* [Tasks to perform]
#1 According to the device documentation, what class does DeviceSetup inherit from?
#2 List the compute devices that get_best_device() checks, in its order of preference, as given in the device documentation.
#3 Reproduce the passage of the device documentation that opens with the words containing "This module provides" and closes with "distributed training collectives.".

* [Supplied text]
▼

Skip to content

device

optimus_dl.core.device

Device and distributed setup utilities.

This module provides functions for automatically detecting and setting up the best available compute device (CUDA, MPS, XPU, or CPU) and initializing distributed training collectives.

DeviceSetup

Bases: NamedTuple

Container for device and collective setup results.

Attributes:

Name Type Description

Parameters:

Name Type Description Default
device device
None
collective Any
None
Source code in optimus_dl/core/device.py
class DeviceSetup(NamedTuple):
    """Container for device and collective setup results.

    Attributes:
        device: The PyTorch device to use for computation.
        collective: The distributed collective object for multi-GPU/multi-node training.
    """

    device: torch.device
    collective: Any

get_best_device()

Detect and return the best available compute device.

Checks for available devices in order of preference: 1. CUDA (NVIDIA GPUs) 2. MPS (Apple Silicon GPUs) 3. XPU (Intel GPUs) 4. CPU (fallback)

▲

* [Data section]
▼

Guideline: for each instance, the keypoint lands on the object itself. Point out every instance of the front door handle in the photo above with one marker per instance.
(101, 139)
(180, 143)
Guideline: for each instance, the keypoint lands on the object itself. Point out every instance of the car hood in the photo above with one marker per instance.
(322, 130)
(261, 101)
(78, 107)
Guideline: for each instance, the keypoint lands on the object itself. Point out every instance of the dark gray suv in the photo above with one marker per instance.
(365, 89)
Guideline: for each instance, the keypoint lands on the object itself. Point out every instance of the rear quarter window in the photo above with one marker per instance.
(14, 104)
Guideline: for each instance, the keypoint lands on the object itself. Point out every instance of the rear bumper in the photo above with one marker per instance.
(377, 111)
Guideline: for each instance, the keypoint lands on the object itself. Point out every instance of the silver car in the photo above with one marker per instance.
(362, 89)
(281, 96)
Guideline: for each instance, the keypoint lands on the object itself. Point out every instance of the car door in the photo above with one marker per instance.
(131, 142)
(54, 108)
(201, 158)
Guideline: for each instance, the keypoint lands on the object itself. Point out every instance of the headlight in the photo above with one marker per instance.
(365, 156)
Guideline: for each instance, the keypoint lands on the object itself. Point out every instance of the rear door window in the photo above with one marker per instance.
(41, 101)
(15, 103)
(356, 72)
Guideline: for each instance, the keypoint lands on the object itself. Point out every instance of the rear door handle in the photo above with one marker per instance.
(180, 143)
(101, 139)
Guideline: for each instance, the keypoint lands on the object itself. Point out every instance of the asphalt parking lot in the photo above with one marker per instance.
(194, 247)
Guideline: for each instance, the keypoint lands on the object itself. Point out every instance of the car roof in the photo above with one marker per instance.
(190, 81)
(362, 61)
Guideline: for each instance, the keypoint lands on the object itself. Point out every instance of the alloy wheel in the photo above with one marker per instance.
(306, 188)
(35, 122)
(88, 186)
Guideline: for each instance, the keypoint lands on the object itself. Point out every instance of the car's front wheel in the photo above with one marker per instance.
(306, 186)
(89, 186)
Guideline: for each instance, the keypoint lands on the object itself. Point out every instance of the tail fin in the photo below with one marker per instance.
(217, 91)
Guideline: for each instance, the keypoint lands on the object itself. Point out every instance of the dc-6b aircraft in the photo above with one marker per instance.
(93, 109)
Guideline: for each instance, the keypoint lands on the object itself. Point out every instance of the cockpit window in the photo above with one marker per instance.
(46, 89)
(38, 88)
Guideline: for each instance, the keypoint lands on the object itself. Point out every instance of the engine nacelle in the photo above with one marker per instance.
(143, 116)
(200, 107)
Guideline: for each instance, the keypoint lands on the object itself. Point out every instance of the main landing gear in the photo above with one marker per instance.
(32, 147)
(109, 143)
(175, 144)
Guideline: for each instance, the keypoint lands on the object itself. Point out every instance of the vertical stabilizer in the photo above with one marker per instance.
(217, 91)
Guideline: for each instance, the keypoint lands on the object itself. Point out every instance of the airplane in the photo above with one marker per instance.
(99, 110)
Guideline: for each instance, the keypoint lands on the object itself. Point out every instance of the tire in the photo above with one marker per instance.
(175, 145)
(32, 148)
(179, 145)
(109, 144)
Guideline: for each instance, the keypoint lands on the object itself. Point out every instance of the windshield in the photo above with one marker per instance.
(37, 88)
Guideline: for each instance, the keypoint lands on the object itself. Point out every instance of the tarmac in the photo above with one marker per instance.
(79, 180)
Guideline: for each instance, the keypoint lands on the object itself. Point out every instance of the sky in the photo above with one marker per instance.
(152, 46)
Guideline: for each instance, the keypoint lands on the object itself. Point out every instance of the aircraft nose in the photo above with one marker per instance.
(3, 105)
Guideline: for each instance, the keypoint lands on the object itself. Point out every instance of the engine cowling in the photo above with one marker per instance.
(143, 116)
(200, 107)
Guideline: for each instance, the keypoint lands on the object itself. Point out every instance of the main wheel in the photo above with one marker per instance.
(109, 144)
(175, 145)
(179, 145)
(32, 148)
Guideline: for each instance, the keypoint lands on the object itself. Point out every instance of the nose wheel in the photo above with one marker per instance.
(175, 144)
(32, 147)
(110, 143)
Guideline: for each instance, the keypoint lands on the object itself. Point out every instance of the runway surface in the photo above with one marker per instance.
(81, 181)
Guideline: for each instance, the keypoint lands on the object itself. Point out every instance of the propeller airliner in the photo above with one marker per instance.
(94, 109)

▲

* [Answers for this exercise]
#1 NamedTuple

#2
1. CUDA (NVIDIA GPUs)
2. MPS (Apple Silicon GPUs)
3. XPU (Intel GPUs)
4. CPU (fallback)

#3
This module provides functions for automatically detecting and setting up the best available compute device (CUDA, MPS, XPU, or CPU) and initializing distributed training collectives.